**EXERCISE DETAILS:**
Below are the records; count how many of their lines contain the word "jacket" and give that number only.

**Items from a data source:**
- Opening Delimiter -

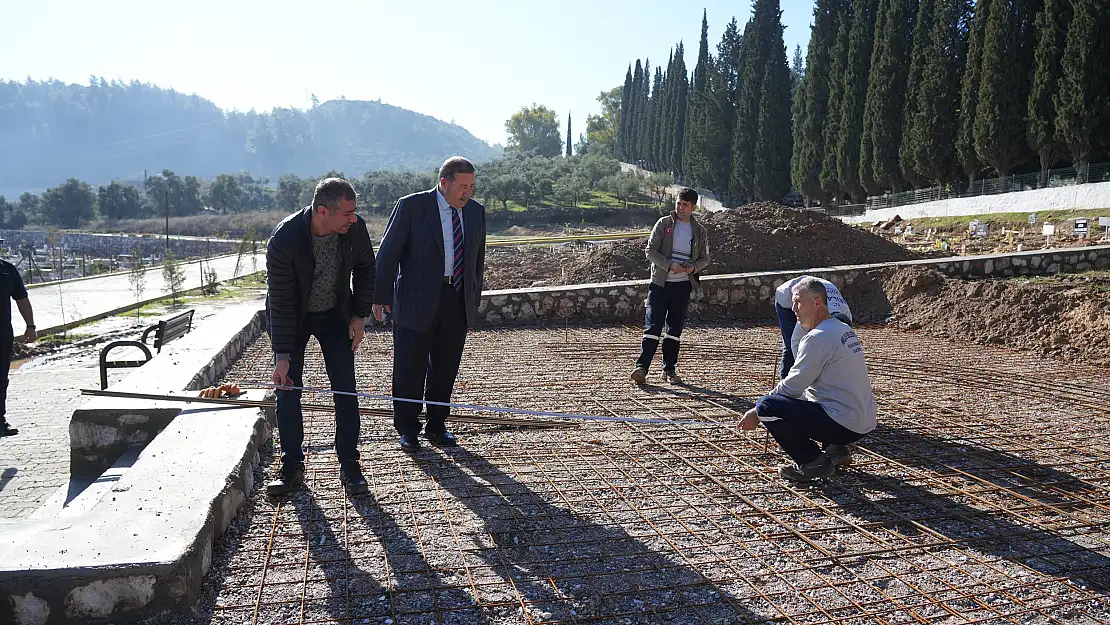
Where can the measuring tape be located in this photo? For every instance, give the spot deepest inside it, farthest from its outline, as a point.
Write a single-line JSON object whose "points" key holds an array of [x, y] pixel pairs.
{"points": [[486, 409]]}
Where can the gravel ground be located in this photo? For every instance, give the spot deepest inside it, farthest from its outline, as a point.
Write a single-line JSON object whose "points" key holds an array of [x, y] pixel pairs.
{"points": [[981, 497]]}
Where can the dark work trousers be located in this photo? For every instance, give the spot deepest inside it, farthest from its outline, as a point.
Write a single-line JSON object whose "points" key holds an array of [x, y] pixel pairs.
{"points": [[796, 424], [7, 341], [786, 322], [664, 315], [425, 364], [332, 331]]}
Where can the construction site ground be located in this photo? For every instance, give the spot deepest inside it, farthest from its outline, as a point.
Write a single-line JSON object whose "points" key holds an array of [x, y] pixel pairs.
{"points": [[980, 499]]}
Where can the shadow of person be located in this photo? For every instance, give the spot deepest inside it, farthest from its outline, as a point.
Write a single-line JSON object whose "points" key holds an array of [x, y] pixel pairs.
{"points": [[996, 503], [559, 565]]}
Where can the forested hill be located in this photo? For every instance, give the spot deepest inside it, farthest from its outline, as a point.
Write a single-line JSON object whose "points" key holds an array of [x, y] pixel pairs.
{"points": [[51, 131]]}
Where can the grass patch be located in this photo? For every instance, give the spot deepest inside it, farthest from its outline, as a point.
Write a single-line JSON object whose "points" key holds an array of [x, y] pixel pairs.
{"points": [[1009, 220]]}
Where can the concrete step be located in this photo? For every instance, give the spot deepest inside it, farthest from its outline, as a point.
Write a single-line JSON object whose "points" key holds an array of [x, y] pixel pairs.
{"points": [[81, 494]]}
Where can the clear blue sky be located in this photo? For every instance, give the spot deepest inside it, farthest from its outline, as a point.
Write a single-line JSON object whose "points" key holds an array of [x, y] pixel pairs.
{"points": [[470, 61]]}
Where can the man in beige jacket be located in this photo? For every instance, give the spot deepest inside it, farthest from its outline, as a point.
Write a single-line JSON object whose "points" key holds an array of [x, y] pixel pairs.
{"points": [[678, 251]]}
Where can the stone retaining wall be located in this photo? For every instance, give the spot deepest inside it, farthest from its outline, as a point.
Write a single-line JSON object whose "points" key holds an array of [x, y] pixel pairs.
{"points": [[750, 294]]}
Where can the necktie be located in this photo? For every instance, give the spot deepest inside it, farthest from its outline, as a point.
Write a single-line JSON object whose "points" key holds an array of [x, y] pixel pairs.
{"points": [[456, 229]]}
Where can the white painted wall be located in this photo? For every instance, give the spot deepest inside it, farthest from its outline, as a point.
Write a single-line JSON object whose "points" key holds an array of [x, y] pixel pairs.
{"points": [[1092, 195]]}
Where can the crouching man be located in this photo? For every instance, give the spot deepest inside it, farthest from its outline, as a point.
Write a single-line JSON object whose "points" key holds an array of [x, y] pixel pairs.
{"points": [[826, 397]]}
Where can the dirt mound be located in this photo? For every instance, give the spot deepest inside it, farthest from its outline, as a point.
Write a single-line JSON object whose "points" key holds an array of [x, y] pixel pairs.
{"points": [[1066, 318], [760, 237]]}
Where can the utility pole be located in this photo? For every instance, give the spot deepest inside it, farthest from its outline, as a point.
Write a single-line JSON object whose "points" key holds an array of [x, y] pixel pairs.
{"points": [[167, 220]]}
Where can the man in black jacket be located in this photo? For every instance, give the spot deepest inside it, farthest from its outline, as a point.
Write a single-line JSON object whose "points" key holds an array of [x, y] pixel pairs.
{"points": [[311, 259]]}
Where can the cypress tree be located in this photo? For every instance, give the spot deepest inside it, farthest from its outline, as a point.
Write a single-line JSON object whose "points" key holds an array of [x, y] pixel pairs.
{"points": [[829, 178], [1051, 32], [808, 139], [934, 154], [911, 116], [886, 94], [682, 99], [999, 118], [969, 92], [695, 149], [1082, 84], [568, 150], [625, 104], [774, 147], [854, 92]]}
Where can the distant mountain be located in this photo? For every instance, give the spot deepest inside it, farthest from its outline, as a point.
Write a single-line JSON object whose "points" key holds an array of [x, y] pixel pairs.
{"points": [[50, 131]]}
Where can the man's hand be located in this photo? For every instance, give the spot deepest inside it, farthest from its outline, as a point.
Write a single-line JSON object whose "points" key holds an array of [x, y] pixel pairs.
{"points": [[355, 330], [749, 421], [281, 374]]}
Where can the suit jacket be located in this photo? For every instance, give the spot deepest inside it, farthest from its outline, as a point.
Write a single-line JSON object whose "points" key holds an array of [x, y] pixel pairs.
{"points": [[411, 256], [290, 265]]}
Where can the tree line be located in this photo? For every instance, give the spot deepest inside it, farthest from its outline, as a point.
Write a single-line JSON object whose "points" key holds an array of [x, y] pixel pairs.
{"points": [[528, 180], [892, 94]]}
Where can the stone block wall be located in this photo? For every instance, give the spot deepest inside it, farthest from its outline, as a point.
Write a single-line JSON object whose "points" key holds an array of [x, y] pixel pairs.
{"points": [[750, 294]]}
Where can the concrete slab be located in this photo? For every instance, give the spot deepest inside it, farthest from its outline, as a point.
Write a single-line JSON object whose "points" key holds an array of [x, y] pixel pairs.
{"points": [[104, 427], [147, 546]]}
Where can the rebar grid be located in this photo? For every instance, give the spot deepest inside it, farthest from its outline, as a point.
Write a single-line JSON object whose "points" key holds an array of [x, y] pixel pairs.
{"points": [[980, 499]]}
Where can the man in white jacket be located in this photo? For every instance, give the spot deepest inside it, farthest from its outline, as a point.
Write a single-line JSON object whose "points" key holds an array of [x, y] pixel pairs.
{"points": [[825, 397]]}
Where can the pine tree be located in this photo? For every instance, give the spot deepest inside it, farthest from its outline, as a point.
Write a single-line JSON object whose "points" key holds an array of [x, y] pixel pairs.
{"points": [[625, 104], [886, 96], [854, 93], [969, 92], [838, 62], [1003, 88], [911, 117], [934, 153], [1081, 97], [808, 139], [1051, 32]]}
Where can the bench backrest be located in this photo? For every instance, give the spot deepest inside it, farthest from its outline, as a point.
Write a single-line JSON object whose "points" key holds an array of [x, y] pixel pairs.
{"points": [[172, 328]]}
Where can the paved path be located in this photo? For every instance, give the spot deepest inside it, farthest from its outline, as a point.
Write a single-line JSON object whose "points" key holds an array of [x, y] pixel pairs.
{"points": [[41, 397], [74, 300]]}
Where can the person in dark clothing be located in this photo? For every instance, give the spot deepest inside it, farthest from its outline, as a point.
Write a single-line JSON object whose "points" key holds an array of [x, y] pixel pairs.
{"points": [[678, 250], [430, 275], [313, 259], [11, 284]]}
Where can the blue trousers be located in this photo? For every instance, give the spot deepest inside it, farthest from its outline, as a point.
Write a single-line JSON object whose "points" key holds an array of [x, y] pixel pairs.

- Closing Delimiter -
- Opening Delimiter -

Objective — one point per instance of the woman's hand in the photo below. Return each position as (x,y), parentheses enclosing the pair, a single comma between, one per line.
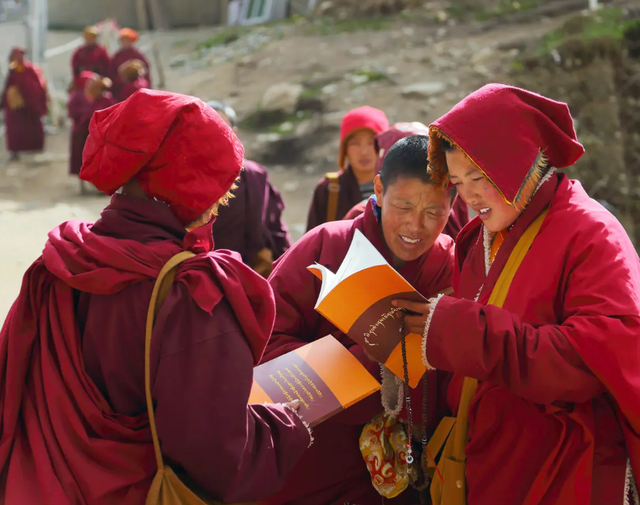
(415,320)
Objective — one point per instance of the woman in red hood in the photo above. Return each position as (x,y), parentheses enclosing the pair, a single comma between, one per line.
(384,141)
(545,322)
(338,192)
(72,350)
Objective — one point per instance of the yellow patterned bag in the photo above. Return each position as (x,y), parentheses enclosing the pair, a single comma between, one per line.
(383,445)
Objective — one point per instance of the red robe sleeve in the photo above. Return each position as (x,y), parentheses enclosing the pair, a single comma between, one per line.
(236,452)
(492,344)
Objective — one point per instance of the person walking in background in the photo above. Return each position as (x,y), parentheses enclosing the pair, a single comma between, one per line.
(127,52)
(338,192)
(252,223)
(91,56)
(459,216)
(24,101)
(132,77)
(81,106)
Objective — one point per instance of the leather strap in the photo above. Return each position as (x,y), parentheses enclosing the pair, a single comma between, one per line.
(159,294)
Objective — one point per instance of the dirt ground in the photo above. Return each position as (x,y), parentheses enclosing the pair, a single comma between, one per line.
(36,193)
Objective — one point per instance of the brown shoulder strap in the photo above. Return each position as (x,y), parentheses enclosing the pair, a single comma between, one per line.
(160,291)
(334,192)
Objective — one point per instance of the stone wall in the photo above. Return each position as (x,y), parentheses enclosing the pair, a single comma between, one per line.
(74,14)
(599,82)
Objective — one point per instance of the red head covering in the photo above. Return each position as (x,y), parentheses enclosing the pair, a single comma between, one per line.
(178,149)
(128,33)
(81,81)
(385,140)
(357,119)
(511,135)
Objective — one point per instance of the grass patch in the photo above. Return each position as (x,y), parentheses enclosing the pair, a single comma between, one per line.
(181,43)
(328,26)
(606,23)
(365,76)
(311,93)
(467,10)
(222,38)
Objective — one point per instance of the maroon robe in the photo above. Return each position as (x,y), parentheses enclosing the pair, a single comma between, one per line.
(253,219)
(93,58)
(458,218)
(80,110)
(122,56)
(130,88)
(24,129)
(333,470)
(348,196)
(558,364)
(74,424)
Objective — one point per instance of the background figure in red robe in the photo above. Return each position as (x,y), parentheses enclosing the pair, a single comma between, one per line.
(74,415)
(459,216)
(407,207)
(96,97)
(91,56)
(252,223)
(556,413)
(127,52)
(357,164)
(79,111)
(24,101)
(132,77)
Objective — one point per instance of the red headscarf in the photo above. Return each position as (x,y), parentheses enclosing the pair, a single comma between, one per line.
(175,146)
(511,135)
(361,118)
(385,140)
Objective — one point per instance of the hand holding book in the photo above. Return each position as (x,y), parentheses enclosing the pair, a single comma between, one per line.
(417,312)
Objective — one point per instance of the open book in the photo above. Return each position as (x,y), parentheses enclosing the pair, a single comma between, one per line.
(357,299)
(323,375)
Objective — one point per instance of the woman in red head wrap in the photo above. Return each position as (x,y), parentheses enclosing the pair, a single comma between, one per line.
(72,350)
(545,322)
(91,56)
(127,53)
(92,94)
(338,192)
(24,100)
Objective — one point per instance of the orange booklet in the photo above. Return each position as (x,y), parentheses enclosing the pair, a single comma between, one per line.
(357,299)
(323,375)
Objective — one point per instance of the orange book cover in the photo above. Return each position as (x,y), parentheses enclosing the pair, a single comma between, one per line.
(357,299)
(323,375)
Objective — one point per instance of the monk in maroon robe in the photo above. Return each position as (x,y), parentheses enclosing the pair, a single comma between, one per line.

- Closing Delimiter -

**OUTPUT OF THE EXERCISE:**
4